**Given problem**
Show every line of the data that contains the string "plant". Case counts.

**Information supplied**

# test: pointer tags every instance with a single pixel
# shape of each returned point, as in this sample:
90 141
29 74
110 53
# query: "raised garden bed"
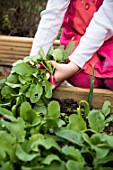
15 48
45 129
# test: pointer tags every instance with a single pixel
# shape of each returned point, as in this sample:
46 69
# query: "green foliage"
33 132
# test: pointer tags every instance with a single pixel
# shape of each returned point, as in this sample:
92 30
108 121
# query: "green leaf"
7 92
50 158
16 128
76 123
96 120
5 112
73 153
71 136
24 156
47 143
7 146
13 78
7 166
106 107
13 85
74 165
26 112
54 109
24 69
48 89
2 83
34 93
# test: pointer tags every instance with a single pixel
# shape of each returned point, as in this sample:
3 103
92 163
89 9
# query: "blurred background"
20 17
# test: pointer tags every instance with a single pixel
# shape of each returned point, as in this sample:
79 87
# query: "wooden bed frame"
14 48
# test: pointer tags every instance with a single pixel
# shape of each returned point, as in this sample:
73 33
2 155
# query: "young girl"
93 40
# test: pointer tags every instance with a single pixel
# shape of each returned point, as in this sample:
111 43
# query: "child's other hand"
63 71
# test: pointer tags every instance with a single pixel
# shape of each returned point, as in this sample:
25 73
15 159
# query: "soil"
69 107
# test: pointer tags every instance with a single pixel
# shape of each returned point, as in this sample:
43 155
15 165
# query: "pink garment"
82 80
77 18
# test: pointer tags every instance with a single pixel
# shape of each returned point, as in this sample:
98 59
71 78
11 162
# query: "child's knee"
109 83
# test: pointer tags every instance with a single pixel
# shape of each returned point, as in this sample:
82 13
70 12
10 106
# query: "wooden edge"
21 39
77 94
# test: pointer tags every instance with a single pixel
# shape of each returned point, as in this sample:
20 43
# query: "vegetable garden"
38 132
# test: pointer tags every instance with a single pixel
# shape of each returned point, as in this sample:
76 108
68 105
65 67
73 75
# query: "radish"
52 81
48 75
40 66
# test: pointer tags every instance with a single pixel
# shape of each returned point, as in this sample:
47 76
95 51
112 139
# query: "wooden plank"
99 95
14 48
15 44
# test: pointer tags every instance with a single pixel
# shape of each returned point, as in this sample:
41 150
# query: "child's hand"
63 71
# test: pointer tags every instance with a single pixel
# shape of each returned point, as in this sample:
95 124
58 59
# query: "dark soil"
69 107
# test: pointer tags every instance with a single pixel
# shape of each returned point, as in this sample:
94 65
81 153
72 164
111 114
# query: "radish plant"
35 135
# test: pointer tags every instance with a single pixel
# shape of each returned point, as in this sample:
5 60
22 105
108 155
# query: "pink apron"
76 20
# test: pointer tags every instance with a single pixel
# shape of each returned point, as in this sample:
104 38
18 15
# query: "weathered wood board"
15 48
70 92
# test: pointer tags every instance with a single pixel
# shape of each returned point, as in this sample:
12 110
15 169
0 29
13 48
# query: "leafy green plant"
35 135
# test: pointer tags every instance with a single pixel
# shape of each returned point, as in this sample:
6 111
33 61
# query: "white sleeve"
49 26
99 30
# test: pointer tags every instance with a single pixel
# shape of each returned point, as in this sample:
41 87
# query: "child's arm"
99 30
50 23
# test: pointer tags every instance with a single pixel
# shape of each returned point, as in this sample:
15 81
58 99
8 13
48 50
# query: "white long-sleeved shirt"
99 30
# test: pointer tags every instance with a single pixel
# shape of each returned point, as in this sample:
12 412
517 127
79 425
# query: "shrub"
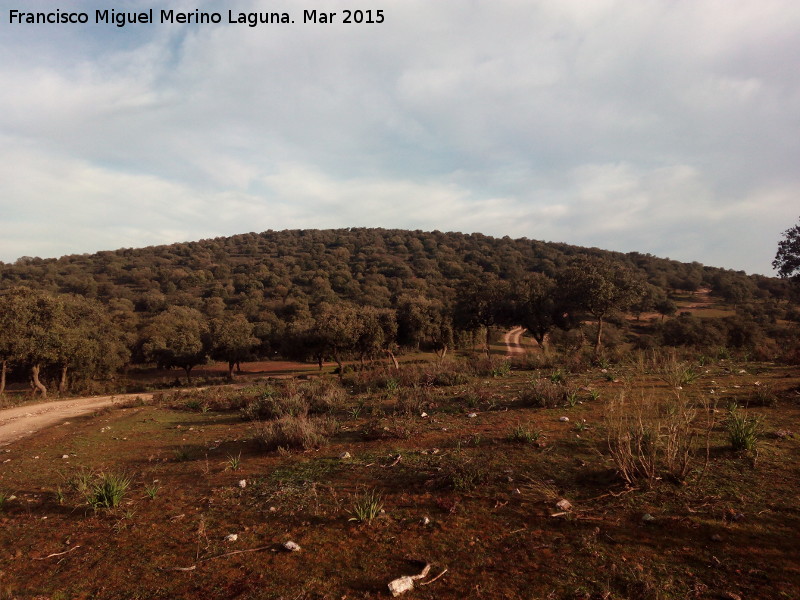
650 439
463 474
412 401
544 393
292 432
764 395
490 367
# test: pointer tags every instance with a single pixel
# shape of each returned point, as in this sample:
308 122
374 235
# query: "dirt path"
22 421
513 341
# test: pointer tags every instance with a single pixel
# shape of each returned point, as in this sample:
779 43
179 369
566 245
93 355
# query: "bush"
764 395
650 439
295 399
463 474
412 401
547 393
292 432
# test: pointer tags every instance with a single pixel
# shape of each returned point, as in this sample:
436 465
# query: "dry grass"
651 438
296 432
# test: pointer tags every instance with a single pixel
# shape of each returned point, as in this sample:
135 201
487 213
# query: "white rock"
401 585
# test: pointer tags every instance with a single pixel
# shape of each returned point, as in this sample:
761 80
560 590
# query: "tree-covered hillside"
353 293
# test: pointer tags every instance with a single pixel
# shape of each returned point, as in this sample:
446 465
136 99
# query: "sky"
667 127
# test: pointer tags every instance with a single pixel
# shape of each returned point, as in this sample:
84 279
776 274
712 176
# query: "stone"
401 585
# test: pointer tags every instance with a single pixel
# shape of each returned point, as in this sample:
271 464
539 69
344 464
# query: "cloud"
661 127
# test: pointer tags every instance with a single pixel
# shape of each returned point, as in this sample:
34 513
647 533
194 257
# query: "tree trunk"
38 385
338 360
62 383
394 359
598 341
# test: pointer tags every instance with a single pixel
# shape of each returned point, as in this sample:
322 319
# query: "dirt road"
513 341
21 421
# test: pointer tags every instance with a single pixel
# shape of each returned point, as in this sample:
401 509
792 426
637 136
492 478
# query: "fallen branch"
202 560
58 553
396 460
434 579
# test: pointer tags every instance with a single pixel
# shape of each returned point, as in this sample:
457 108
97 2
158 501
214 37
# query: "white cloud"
662 127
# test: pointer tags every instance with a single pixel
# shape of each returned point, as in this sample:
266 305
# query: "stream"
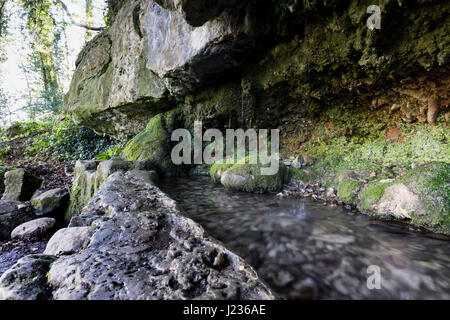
305 250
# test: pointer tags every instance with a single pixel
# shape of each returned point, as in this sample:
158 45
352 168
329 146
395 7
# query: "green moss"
217 167
348 190
302 175
431 183
373 194
252 179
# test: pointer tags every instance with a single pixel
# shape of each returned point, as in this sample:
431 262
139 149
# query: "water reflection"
305 250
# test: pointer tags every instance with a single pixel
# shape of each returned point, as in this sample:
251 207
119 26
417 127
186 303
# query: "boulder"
154 145
89 175
34 230
12 214
249 177
69 240
3 170
20 185
13 130
27 279
136 245
197 12
420 197
162 54
50 202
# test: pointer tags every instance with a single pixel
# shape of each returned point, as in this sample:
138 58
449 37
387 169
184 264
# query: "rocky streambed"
304 249
130 239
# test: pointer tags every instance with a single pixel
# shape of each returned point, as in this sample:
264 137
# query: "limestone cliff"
353 98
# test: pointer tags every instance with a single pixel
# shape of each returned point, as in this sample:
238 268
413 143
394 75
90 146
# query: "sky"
13 80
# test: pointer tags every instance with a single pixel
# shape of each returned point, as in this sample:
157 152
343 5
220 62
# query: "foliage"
112 152
67 141
26 128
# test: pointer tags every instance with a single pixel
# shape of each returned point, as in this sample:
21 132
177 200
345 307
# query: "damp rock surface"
139 246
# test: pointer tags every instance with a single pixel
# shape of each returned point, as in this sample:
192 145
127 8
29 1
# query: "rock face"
160 53
30 272
69 240
50 202
34 229
249 177
197 12
12 214
420 197
20 185
154 146
260 61
2 179
90 175
135 245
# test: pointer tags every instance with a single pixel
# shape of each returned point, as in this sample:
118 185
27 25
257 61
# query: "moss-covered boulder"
2 178
154 146
50 202
12 214
90 175
249 177
20 185
421 197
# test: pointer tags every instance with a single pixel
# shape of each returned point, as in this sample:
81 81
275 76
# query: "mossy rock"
348 190
248 177
302 175
421 197
154 144
20 185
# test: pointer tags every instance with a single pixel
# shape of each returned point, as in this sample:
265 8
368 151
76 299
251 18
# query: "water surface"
305 250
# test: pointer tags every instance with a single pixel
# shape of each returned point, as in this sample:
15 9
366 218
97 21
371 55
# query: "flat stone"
12 214
34 229
27 279
69 240
20 185
50 202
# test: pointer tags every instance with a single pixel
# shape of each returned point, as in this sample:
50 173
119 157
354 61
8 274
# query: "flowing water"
305 250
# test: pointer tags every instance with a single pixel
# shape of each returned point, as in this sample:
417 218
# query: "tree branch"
63 5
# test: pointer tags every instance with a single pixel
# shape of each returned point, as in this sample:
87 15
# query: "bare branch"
63 5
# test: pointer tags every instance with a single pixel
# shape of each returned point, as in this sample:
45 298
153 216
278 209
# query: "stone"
13 130
27 279
69 240
197 12
307 160
398 201
3 170
12 214
50 202
419 197
297 162
89 175
137 246
20 185
249 177
34 230
163 55
331 192
154 146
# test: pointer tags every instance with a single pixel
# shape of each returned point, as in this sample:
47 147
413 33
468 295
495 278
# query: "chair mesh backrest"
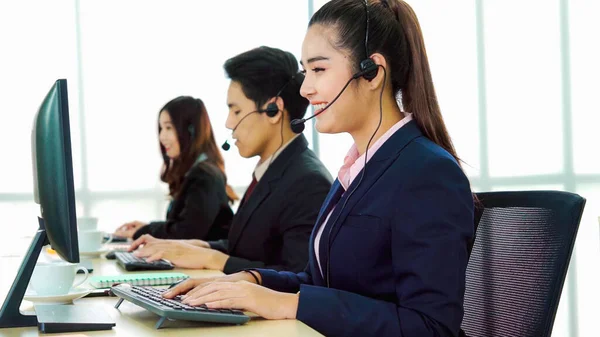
519 261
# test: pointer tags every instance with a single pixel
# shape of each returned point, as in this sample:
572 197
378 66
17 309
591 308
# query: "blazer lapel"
332 199
376 166
263 189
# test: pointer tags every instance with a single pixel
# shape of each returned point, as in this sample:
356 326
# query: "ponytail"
418 93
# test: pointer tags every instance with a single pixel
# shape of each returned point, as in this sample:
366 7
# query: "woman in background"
195 172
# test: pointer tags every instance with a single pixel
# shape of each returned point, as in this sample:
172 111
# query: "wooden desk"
132 320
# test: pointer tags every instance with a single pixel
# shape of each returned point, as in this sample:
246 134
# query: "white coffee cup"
91 241
55 278
87 223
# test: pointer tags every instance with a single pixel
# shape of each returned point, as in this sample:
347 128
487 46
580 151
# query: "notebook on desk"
149 279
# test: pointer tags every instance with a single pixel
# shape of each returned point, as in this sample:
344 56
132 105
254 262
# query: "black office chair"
519 261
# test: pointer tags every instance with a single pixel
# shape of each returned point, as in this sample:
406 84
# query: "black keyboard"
131 262
151 299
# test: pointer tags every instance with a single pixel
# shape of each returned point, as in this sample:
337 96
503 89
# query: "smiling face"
327 71
252 135
168 135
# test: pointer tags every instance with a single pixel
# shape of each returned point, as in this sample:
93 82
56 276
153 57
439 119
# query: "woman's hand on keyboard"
181 254
244 295
192 285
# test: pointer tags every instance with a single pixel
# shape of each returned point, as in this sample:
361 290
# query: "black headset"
368 71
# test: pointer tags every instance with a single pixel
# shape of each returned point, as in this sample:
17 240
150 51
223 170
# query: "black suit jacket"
201 211
272 228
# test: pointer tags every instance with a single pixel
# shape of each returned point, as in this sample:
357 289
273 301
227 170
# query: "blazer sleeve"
220 245
429 256
202 204
285 281
298 215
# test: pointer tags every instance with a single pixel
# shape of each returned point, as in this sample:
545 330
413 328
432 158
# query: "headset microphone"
226 146
297 125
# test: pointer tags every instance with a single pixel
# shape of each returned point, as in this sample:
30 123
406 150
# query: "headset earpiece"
368 69
271 110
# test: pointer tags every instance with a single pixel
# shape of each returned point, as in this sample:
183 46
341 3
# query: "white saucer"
73 294
97 253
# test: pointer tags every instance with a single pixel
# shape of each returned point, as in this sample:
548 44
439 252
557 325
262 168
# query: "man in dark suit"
272 226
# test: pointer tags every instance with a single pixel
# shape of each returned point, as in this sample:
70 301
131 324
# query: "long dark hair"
394 32
195 136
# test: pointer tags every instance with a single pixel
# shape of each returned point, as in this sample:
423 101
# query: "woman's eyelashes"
316 70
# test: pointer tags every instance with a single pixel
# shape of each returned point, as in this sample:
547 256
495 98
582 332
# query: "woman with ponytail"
195 172
389 251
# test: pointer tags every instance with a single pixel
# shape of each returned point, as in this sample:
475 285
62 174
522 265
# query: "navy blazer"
272 228
398 249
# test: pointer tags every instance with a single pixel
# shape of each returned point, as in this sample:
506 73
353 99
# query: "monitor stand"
10 315
53 318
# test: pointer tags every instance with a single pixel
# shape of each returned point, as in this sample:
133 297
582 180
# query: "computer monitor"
53 172
54 191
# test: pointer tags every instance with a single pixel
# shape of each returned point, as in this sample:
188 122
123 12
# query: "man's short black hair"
263 71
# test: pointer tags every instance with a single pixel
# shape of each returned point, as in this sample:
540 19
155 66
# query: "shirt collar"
353 163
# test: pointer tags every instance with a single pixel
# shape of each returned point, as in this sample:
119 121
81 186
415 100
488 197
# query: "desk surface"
132 320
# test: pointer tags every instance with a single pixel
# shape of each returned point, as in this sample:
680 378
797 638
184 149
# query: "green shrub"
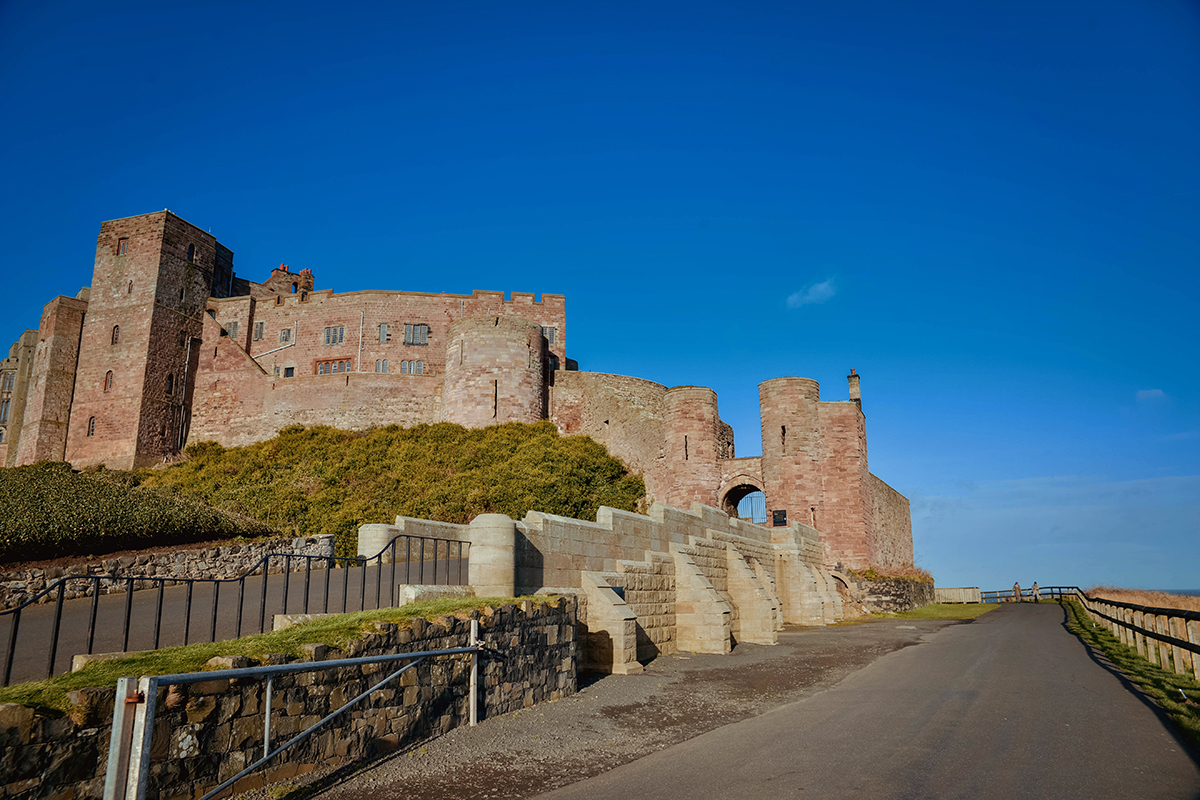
49 511
321 480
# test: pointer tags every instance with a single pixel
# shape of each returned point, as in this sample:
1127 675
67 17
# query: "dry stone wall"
214 729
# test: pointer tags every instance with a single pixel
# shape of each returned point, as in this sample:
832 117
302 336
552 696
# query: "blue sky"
990 210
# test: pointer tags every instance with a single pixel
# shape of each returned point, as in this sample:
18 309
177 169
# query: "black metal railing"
441 560
1128 621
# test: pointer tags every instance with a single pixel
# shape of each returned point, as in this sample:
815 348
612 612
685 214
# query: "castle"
168 346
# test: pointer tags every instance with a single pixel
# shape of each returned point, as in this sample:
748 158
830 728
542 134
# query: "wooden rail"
1165 637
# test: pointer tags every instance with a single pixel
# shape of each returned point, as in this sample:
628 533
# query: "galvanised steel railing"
129 755
413 552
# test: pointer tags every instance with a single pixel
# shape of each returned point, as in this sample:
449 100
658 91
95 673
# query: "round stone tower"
496 372
791 444
691 428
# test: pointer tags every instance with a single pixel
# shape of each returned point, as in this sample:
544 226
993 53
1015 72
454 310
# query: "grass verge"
333 631
934 611
1165 687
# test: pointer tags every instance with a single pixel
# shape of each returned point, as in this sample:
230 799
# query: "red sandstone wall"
623 414
495 372
891 541
693 445
43 434
844 516
791 451
155 294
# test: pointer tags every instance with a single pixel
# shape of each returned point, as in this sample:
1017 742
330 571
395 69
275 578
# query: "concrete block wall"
653 583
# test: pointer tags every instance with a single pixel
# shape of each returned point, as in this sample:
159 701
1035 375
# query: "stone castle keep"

**Written reply**
# query: "radish plant"
# query: "leafy green plant"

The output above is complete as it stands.